## Exercise directions
In the entries that follow, how many lines hold "firework"? Nothing but the number is expected.

## Entries shown
■ ■ ■ ■

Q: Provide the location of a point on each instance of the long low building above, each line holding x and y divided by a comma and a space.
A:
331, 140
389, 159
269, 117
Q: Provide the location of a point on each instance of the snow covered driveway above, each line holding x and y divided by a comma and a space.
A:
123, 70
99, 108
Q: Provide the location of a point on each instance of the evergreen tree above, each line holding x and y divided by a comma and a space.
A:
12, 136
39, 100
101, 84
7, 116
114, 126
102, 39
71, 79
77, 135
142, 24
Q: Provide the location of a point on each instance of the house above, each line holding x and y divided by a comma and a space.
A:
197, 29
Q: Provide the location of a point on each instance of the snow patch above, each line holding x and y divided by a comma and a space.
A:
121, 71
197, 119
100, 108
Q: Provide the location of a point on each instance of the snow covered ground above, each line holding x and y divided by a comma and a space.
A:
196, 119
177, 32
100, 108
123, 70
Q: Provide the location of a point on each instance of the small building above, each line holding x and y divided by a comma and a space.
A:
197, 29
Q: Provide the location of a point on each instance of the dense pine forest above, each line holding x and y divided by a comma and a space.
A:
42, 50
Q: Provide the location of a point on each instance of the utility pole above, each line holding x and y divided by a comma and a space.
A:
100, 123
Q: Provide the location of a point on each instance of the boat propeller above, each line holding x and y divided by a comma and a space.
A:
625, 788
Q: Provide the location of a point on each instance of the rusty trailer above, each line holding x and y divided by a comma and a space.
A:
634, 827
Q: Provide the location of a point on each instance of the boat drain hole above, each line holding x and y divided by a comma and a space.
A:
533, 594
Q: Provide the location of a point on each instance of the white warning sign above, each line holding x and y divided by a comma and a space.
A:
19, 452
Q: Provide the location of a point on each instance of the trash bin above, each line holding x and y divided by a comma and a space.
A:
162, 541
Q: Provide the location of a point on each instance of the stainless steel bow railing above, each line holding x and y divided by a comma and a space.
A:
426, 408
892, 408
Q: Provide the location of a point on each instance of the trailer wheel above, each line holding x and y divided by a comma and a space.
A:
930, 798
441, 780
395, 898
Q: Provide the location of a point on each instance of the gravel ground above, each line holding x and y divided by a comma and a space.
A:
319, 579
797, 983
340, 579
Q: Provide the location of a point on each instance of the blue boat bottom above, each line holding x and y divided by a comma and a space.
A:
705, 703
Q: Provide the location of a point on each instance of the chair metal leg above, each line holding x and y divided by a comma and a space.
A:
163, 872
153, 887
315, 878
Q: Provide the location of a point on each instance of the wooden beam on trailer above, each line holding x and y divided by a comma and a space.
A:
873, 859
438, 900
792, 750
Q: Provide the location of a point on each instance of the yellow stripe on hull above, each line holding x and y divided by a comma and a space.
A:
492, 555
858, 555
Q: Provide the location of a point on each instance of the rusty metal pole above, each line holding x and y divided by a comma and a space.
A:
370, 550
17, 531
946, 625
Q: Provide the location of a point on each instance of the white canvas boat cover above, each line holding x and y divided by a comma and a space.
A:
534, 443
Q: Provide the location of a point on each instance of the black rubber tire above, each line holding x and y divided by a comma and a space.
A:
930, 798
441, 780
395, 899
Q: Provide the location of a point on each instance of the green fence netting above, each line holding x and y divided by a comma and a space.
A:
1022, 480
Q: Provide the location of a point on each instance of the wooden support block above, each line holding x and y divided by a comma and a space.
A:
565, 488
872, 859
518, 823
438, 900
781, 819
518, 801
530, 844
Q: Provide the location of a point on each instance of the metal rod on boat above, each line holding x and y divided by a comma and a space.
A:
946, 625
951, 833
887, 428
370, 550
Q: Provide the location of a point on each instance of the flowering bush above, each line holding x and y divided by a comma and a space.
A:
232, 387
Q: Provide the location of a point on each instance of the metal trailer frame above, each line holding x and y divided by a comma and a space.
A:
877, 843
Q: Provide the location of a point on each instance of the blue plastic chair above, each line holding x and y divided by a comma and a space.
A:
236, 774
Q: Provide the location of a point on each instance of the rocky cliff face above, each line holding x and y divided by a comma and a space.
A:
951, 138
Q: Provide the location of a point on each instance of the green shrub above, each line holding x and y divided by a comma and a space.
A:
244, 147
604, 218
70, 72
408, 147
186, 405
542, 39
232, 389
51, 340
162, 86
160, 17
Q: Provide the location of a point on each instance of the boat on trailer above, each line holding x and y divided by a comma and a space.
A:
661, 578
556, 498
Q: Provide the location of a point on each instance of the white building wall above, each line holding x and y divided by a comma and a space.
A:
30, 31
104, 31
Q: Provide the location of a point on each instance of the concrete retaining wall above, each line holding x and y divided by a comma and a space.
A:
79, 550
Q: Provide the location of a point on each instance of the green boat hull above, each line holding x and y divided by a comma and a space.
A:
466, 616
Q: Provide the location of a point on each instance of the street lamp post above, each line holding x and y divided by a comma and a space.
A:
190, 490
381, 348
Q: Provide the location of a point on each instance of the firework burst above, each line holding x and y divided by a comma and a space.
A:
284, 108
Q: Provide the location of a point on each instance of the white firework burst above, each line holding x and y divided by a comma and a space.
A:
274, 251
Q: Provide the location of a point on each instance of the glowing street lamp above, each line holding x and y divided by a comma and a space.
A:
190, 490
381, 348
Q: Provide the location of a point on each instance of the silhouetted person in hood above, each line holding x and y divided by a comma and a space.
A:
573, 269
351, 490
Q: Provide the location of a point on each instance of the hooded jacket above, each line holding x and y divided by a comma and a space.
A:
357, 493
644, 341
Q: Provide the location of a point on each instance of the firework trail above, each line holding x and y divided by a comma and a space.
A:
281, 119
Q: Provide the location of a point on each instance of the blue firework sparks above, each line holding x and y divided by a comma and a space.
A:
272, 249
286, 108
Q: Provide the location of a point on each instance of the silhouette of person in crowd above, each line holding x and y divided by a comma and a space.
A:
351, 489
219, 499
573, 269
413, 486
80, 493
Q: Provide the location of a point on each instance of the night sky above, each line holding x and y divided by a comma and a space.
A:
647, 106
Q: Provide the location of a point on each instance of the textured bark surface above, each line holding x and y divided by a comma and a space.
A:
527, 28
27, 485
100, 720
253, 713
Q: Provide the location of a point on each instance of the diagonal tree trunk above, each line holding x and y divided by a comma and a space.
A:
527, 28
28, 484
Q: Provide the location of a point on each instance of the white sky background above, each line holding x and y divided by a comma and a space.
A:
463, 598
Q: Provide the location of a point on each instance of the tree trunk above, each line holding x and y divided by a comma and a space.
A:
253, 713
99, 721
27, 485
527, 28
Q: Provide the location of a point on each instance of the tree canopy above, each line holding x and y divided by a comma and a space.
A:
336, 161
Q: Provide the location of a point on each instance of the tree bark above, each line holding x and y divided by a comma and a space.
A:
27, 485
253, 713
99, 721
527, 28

■ ■ ■ ■

## Result for this task
4